Entries provided:
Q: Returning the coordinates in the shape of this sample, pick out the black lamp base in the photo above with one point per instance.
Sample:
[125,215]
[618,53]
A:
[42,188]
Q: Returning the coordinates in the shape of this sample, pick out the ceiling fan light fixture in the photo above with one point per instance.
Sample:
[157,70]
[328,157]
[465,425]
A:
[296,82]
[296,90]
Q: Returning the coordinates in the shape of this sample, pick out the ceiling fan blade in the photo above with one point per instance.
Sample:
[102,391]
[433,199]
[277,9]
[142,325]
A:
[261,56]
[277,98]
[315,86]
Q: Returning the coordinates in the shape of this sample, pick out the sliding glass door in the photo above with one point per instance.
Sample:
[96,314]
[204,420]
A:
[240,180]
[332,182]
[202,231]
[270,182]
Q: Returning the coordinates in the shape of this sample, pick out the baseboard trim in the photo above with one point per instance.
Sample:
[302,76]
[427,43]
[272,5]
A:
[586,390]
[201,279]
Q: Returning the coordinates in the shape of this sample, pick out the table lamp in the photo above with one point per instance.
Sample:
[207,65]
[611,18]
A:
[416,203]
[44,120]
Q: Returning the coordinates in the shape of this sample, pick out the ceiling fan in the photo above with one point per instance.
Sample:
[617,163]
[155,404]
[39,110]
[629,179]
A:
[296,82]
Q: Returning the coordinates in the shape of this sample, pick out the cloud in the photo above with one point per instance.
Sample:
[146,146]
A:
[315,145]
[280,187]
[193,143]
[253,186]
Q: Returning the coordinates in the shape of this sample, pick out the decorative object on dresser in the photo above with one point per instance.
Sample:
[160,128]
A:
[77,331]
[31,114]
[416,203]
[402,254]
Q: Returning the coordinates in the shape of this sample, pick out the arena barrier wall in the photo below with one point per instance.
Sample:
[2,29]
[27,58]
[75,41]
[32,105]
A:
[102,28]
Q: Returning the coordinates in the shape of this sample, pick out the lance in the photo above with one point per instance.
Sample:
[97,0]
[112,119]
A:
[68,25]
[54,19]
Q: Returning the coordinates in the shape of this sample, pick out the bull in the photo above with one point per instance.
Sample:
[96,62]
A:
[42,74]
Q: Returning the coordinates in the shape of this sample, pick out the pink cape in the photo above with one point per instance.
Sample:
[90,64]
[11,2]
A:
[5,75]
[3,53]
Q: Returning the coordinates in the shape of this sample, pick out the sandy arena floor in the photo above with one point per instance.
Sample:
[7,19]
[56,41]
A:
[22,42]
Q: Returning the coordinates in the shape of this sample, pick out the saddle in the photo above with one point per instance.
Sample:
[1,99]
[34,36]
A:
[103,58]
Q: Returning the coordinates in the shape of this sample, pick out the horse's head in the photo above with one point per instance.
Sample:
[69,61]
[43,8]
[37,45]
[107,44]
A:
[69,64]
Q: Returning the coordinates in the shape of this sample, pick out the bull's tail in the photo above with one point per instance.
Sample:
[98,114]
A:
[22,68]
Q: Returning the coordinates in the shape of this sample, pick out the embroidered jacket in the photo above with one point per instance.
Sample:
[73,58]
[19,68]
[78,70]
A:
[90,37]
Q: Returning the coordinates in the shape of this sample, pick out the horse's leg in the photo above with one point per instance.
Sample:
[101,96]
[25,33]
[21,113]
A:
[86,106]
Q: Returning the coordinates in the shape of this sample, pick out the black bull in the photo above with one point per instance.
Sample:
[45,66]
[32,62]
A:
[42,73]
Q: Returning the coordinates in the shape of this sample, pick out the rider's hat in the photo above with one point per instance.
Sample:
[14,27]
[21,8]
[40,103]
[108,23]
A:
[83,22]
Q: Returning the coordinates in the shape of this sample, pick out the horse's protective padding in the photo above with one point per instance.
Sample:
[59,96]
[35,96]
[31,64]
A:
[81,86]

Exercise objective:
Please determine how many lines of the listing above include the word "horse" and state only that number.

Expected answer:
3